- **Quoted text**
---

### This notebook is from a linkedin class on python concurrent programming

### sequential/serial execution
* program execute a series of instructions sequentially
* one instruction is executed at any give moment
* speed of the pogram is limited by cpu and how fast it can execute that series of instructions

### parallel programming
* with multiple processes, the instructions can be broken down into independent parts and executed simultaneously by different processes
* components that depend on all parts need the coordinations between the different parts.
* extra complexity is added to coordinate the actions, so the processing speed is not linear with the number of processors.
* parallel execution increases throughput by
  * accomplish a single task faster
  * accomplish more tasks in a given time
  * scale of the problem that can solve. Big computational tasks have to rely on parallel programming to save time, which outweights the cost of added hardware 
  
### multiprocessor architectures
* Flynn's taxonomy (4 classes of computer architecture based on number of concurrent instruction/control streams and number of data streams
  * SISD (single instruction single data)
    + sequential computer with a single processor unit
    + one single instruction at any given moment
  * SIMD (single instruction multiple data)  
    + parallel computer with multiple processor units
    + execute the same instructions at any give momonet, but can operate on different data element
    + for example, both executing chopping, one on onion, one on carrot, and their operations are in sync
    + suitable for applications that perform the same handful of operations on a massive set of data elements, such as in image analysis. modern computers use GPU with SIMD instructions to do that
  * MISD (mutiple instruction, single data)

---

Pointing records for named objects
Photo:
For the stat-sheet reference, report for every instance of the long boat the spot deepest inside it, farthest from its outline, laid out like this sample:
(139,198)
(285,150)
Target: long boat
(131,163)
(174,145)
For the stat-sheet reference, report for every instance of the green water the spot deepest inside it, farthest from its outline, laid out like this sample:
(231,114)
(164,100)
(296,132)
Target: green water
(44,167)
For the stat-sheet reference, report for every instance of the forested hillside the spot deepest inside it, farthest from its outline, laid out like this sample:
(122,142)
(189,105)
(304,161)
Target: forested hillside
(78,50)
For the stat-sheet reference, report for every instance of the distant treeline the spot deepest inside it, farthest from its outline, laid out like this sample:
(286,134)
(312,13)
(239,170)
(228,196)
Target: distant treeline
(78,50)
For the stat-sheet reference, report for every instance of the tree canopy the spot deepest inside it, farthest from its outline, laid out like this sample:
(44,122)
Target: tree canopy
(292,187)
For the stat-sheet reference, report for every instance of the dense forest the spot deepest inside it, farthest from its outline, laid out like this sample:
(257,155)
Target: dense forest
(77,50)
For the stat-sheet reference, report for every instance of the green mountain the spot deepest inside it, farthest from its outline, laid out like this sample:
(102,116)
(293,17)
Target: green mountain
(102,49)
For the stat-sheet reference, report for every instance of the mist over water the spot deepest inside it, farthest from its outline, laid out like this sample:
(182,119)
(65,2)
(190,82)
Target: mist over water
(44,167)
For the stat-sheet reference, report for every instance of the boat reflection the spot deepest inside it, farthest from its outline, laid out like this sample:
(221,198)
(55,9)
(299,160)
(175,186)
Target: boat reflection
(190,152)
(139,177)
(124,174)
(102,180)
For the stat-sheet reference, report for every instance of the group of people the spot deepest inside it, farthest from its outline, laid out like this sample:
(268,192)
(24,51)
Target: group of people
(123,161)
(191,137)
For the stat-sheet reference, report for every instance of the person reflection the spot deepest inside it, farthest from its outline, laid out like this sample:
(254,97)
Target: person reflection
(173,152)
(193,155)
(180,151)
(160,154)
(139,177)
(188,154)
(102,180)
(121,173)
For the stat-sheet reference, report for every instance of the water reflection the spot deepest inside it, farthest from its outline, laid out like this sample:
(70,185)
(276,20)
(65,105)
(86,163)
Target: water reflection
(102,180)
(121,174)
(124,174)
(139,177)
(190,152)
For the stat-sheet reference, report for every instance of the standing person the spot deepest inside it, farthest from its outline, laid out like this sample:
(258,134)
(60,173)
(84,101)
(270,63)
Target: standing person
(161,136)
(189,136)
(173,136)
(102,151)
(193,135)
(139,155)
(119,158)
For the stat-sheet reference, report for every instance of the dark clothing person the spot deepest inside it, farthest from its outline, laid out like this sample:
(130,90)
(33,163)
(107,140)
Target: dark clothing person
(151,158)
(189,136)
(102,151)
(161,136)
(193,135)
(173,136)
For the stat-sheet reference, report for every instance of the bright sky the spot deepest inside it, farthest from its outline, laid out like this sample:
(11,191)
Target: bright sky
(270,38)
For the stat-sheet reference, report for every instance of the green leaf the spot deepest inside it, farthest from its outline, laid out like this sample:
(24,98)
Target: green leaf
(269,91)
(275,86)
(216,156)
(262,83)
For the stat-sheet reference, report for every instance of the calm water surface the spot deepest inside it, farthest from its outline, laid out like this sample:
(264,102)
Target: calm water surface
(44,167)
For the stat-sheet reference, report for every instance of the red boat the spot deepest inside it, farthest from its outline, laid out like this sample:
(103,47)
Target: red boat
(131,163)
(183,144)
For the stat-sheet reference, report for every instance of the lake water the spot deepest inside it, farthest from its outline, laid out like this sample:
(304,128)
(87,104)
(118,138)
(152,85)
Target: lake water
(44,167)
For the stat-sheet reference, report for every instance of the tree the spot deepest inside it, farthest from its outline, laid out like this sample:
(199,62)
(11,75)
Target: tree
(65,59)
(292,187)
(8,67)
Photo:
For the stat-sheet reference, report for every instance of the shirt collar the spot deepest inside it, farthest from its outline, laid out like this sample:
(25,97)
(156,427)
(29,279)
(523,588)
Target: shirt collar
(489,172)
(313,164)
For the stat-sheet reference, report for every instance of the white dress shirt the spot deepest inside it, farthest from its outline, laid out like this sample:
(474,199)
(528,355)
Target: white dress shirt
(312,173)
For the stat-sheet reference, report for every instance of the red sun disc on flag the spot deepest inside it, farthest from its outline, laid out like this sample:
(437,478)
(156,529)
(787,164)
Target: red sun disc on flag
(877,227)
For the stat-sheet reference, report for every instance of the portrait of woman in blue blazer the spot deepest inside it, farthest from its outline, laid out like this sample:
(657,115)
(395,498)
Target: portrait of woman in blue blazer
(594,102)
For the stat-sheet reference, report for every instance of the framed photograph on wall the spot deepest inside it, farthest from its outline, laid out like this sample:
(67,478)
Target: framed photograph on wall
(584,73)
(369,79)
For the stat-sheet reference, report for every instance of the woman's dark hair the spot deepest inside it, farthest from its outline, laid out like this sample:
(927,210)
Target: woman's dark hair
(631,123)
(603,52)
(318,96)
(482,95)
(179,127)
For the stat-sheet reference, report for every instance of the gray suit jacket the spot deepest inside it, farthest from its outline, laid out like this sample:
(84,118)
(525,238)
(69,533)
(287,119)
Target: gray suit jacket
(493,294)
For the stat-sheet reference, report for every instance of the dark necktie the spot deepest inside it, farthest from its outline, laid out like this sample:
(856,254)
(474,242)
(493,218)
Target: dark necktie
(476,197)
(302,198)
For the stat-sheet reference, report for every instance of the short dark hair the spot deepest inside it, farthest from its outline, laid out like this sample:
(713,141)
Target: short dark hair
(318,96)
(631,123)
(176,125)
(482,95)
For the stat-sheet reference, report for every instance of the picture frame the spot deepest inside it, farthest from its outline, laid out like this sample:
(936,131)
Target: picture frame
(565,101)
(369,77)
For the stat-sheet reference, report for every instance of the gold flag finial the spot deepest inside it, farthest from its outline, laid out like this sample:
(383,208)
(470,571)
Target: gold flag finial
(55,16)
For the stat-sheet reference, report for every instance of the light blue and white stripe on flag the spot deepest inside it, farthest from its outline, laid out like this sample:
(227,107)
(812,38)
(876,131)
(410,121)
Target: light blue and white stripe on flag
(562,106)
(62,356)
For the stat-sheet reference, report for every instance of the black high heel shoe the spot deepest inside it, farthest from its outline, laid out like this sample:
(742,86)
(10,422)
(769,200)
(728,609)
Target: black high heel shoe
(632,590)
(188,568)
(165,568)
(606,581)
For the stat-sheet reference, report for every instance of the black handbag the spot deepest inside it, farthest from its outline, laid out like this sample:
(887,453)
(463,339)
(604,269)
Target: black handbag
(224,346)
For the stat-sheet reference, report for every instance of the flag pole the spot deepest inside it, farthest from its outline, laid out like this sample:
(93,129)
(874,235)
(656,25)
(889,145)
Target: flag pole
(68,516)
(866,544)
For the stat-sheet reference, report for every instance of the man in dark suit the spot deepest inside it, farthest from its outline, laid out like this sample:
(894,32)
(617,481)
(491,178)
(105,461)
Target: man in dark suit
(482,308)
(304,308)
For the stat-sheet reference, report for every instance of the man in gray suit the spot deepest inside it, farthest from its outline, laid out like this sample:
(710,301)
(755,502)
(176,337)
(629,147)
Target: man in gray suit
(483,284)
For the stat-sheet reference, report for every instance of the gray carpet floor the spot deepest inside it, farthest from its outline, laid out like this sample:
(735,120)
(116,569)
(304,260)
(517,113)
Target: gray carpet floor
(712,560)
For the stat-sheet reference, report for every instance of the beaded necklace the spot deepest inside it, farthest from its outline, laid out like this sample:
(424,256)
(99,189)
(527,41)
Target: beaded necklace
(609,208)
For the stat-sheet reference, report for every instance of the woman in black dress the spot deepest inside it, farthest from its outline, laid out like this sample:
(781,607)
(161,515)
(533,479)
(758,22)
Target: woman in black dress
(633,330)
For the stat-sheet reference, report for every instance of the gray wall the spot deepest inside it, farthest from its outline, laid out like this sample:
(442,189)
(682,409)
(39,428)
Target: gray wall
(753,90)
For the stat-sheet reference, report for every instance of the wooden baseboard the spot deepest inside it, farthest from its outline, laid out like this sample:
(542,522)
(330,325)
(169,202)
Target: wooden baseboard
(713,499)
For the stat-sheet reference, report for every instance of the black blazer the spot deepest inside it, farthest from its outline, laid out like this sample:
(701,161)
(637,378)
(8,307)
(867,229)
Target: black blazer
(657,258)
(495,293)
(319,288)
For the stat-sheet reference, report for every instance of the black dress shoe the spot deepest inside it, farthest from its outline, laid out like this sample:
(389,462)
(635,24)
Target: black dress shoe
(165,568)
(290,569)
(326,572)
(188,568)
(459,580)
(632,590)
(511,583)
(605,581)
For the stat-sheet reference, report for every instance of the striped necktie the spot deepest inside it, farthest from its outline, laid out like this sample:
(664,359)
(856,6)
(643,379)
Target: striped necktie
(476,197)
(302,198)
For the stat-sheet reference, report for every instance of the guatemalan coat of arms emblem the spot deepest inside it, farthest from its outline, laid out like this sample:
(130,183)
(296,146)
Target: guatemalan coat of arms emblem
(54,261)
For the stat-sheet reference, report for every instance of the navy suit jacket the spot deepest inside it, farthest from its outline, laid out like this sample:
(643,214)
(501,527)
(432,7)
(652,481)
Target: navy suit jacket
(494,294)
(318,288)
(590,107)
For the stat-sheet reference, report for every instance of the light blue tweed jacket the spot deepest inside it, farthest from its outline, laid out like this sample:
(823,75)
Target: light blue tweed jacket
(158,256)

---

- **Required actions**
A - Pick out each line in the listing that contains the word "water".
B - Resume the notes on Python concurrent programming, starting right after their final line.

- **Responses to the tasks**
A -
For the stat-sheet reference, report for every instance of the green water the spot deepest inside it, farthest from its outline, laid out like this sample:
Target: green water
For the stat-sheet reference, report for every instance of the mist over water the spot deepest inside it, farthest from its outline, laid out like this sample:
Target: mist over water
For the stat-sheet reference, report for every instance of the water reflection the spot deepest inside it, farthest from its outline, laid out like this sample:
Target: water reflection
For the stat-sheet reference, report for every instance of the calm water surface the spot deepest inside it, farthest from its outline, laid out like this sample:
Target: calm water surface
For the stat-sheet reference, report for every instance of the lake water the spot deepest inside it, farthest from its outline, laid out like this sample:
Target: lake water

B -
    + each processor unit independently execute its own separate series of instructions, but all of them are operating on the single stream of data.
    + not a commonly used architecture
  * MIMD (multiple instruction, multiple data)
    + multiple processor units. Every processor unit can process a different series of instructions
    + at the same time, each of those processors can be operating on a different set of data
    + most commonly used architecture in Flynn's taxonomy from multiple core pcs to network clusters in supercomputers.
    + separated further into two parallel programming models:
      + SPMD (single program, multiple data)
        + multiple porcessing units excute a copy of the same single program simultaneously.
        + they can each use a different data.
        + different from SIMD since in SIMD, processing units execute the same instruction at the same time. In SPMD, procssing units just execute the same program
        + the processes can run asynchronously and the program usually includes conditional logic that allows different tasks of the program to only execute the specific parts of the program
        + example, two processors execute the same recipe, but can execute the different parts of the recipe
        + most common of parallel programming. using multiple processor computer to execute the same program as a MIMD architecture
      + MPMD (multiple program, multiple data)
        + Each processing unit is processing a different program.
        + processors execute indepently on different programs and may on different data. (a head/manager nodes with many worker nodes for function decomposition)
* another aspect to conside to categorize computer architectures is based on how memory is organized and how computer access data
  + memory opertes at a speed that is usually slower than processor speed.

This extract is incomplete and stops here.